**Work instructions:**
Wherever the string "display" occurs in a line of these records, report that line.

**Stored items:**
####
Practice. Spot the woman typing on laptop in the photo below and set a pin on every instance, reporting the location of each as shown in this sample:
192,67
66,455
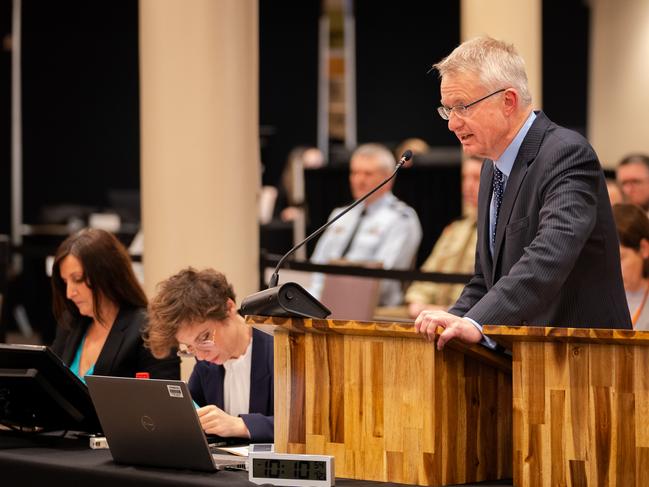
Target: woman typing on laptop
101,309
233,378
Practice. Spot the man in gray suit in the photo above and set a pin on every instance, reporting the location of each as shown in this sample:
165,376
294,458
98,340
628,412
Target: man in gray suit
547,251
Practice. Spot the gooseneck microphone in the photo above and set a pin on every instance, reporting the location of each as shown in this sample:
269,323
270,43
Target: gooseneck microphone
291,299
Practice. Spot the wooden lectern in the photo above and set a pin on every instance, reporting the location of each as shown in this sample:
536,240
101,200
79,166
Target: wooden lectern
387,405
581,405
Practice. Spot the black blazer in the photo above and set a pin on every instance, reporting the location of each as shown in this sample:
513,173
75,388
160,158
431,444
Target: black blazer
556,260
206,387
123,353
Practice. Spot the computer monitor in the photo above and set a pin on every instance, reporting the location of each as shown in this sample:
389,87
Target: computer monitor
38,392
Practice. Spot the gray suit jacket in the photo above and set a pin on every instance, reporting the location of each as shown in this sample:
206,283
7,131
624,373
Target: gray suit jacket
556,260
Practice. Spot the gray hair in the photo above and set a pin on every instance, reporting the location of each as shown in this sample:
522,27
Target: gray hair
496,63
379,152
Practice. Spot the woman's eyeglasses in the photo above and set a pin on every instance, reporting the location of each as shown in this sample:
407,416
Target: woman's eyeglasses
203,343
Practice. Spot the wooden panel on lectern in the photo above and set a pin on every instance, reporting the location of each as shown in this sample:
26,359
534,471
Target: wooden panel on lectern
581,405
387,405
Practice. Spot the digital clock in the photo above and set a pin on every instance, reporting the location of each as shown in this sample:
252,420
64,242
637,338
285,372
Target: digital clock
291,469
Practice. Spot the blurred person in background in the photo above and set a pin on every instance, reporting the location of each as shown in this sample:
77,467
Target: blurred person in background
632,176
382,230
633,229
454,251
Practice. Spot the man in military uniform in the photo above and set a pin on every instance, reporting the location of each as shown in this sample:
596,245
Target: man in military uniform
381,230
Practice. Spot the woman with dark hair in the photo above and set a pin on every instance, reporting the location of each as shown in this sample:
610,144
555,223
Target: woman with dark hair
101,310
633,230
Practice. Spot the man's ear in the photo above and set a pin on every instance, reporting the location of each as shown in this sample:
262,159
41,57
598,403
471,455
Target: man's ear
644,248
511,100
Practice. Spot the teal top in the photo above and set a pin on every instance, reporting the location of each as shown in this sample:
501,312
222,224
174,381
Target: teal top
74,366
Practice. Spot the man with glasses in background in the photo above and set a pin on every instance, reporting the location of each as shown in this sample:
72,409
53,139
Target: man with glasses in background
547,251
232,381
632,175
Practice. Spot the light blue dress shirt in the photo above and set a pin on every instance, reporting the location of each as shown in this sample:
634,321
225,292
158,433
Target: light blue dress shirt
505,163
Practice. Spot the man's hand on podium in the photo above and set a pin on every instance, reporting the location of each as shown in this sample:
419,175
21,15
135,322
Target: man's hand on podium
453,327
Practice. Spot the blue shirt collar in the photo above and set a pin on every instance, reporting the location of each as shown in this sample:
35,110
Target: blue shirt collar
506,161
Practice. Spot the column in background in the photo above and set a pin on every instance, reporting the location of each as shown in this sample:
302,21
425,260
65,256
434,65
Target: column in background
199,138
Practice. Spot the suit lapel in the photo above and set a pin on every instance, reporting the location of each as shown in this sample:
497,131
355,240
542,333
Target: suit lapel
74,340
526,155
106,359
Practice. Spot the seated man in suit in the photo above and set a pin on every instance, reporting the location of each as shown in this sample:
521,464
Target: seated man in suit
454,251
233,378
382,229
547,252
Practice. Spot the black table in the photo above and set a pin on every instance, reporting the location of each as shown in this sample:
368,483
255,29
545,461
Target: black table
68,461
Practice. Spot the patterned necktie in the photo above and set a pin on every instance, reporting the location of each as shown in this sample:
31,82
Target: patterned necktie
499,189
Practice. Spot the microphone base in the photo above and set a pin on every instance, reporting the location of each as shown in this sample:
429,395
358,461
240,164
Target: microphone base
287,300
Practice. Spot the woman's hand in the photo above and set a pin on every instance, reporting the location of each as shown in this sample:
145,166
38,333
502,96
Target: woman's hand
215,421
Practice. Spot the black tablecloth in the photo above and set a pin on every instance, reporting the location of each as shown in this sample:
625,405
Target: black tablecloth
34,460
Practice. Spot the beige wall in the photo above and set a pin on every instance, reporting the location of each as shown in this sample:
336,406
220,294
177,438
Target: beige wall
618,111
199,140
515,21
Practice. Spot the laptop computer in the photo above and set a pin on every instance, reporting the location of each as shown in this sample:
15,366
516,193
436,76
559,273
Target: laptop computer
153,423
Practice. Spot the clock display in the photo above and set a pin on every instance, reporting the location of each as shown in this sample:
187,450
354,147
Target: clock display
####
**Answer to this problem:**
Practice. Spot the clock display in the photo above and set a pin on every instance, reporting the location of each as shown in this sample:
Target: clock display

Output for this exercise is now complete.